INSTRUCTIONS TO FOLLOW: Report how many lines in the records hold the string "dark"; give the number and nothing else.

DATA SHOWN:

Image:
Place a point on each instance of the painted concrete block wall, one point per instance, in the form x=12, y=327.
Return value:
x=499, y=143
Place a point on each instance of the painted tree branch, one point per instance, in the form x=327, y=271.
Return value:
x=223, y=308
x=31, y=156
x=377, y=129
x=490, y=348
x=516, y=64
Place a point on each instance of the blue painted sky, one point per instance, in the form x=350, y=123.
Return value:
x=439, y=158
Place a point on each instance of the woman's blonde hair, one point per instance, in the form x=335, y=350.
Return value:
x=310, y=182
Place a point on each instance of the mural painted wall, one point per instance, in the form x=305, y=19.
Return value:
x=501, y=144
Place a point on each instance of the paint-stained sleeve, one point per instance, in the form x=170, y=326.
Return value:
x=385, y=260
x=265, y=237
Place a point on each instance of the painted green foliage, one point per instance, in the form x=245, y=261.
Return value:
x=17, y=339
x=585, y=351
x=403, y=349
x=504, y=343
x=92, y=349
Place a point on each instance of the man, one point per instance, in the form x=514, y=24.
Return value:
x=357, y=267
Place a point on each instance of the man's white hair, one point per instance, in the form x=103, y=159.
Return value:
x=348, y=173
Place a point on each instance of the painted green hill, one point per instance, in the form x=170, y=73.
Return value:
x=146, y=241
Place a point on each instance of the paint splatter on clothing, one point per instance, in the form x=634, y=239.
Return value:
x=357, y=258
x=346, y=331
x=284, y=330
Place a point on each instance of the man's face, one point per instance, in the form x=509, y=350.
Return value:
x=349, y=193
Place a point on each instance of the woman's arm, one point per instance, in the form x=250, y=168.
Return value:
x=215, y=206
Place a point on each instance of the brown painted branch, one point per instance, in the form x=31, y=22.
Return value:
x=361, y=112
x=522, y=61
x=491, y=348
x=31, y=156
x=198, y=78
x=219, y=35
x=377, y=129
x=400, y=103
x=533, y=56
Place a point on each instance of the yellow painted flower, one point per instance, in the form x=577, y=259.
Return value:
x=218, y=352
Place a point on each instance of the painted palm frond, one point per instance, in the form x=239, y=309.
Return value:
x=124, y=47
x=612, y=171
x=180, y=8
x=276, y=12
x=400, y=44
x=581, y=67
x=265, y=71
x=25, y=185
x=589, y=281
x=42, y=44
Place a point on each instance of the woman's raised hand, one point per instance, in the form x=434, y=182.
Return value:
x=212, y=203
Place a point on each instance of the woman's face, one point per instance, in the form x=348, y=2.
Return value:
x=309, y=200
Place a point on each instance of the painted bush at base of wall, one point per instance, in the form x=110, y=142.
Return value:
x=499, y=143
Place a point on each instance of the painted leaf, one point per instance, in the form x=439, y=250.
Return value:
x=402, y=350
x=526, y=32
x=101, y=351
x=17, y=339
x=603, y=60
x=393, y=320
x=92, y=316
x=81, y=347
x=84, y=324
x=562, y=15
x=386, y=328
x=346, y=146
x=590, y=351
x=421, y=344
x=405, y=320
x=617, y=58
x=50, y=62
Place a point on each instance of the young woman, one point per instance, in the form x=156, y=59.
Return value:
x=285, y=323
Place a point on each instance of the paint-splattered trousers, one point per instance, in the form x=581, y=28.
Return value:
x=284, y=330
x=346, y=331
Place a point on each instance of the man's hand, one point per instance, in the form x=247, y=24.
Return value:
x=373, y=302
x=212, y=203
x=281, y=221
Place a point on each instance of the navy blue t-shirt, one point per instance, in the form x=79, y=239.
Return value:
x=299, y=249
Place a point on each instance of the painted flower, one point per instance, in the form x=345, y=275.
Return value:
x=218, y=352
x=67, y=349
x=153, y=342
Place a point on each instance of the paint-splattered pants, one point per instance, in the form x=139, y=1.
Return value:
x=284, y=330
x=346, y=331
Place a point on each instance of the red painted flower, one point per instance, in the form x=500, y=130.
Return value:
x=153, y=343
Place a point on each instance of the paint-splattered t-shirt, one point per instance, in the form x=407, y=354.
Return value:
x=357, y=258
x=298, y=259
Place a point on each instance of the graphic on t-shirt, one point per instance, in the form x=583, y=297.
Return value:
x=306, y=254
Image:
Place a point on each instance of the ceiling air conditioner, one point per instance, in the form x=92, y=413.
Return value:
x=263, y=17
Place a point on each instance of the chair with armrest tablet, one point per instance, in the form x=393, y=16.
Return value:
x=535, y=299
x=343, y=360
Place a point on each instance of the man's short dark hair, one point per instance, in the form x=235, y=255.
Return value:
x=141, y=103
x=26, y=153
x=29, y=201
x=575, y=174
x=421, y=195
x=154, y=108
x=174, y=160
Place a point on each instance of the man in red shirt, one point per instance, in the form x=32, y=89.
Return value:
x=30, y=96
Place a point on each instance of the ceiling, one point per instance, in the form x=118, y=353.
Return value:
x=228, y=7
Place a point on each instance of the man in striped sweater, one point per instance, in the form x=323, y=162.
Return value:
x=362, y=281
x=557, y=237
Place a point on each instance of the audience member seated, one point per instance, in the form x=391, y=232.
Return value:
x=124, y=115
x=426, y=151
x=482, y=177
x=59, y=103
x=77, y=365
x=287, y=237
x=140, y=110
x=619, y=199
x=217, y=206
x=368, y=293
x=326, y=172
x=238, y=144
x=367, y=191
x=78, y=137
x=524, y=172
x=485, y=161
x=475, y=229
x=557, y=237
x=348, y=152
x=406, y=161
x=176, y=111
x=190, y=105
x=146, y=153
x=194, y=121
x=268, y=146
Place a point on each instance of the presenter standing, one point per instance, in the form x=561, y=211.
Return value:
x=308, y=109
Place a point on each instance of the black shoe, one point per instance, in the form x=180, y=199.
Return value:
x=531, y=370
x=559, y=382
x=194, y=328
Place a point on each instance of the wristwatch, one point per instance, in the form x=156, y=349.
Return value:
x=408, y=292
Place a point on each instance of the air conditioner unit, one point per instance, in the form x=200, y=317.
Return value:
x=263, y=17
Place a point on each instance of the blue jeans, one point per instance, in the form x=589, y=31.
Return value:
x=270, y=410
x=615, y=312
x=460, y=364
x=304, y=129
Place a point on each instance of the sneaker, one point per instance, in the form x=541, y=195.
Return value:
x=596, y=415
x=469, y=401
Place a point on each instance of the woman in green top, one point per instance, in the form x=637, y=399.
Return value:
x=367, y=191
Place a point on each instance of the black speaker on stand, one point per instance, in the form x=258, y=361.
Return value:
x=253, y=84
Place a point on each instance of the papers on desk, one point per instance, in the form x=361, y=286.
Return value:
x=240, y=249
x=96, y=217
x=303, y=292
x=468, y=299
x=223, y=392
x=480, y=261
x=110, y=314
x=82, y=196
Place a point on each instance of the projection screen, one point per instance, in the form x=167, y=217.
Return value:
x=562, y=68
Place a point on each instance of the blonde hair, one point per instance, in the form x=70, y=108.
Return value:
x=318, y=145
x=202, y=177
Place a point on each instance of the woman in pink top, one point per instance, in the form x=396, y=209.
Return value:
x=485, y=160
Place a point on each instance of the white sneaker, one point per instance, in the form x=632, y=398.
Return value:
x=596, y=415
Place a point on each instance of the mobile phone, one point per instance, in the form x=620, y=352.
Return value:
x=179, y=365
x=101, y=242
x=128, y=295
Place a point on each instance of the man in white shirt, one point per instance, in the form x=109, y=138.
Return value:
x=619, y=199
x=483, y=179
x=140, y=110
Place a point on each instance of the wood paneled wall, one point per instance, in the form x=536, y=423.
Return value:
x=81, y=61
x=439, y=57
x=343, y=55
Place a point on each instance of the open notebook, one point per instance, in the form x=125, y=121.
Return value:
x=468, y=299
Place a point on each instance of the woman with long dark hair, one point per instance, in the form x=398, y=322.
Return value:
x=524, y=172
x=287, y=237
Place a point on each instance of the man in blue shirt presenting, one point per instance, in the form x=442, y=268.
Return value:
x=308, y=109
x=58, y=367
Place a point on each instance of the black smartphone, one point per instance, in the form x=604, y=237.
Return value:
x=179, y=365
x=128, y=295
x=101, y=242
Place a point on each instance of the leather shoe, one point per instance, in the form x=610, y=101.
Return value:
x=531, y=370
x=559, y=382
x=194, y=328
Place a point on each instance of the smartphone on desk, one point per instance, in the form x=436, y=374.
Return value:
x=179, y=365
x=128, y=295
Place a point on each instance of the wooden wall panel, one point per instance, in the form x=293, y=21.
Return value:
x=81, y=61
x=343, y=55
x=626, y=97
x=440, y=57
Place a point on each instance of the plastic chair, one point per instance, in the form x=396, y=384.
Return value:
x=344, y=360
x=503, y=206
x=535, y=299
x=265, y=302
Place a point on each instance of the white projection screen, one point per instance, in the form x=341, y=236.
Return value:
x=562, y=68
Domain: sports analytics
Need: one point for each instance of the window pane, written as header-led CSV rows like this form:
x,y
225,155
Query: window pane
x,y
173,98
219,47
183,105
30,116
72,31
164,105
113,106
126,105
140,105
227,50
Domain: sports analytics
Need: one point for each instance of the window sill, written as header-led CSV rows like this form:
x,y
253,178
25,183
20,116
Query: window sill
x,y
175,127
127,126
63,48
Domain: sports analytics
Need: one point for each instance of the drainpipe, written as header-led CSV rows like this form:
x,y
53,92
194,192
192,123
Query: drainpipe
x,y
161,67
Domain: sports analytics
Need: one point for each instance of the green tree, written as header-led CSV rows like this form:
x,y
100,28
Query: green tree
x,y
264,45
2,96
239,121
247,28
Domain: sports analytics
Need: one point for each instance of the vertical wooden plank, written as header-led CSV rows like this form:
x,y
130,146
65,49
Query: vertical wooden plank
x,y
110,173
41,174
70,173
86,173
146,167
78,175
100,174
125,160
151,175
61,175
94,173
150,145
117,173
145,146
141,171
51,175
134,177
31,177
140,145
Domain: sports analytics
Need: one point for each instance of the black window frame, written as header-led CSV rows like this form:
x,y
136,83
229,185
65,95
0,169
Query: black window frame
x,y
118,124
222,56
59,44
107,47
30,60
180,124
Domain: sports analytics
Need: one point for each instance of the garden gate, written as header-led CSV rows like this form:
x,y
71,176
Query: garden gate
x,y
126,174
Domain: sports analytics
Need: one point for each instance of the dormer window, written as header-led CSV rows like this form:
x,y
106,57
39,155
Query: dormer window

* * *

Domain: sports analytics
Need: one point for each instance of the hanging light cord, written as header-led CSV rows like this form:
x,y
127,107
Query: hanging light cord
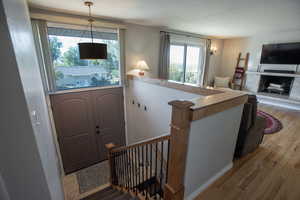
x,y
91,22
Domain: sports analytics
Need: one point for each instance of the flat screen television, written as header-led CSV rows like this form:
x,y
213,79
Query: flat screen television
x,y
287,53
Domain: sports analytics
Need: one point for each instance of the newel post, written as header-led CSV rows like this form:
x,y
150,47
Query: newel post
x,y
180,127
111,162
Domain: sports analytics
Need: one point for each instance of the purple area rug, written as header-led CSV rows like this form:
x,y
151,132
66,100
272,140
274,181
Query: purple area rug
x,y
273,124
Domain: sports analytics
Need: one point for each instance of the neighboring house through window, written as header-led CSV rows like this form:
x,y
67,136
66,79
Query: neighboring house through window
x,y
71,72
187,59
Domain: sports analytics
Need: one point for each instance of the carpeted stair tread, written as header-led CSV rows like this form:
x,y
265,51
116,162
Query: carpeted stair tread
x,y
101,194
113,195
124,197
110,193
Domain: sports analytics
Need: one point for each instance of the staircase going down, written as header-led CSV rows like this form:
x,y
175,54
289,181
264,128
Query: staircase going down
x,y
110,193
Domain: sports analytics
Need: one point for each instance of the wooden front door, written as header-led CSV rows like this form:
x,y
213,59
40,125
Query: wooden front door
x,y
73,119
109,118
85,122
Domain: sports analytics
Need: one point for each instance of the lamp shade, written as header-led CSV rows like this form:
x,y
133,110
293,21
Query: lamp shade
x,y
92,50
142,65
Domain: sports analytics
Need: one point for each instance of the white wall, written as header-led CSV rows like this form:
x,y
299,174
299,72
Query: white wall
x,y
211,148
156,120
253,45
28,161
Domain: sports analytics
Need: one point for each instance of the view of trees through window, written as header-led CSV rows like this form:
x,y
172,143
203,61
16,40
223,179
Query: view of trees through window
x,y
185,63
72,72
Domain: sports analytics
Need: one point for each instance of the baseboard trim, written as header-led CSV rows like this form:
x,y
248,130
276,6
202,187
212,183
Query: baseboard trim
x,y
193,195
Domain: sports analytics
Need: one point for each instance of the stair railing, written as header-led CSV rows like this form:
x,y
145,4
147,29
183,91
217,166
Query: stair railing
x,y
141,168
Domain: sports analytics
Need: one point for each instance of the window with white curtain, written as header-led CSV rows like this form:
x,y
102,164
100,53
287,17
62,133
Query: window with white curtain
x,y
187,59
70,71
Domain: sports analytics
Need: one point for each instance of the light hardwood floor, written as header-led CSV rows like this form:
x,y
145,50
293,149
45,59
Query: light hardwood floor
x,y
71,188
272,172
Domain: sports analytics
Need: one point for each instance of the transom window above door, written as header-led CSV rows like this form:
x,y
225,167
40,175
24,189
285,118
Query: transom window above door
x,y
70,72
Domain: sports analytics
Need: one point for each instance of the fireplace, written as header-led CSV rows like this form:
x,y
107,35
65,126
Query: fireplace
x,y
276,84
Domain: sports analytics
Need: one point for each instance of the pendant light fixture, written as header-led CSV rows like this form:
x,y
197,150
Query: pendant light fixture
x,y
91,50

WRITTEN ANSWER: 2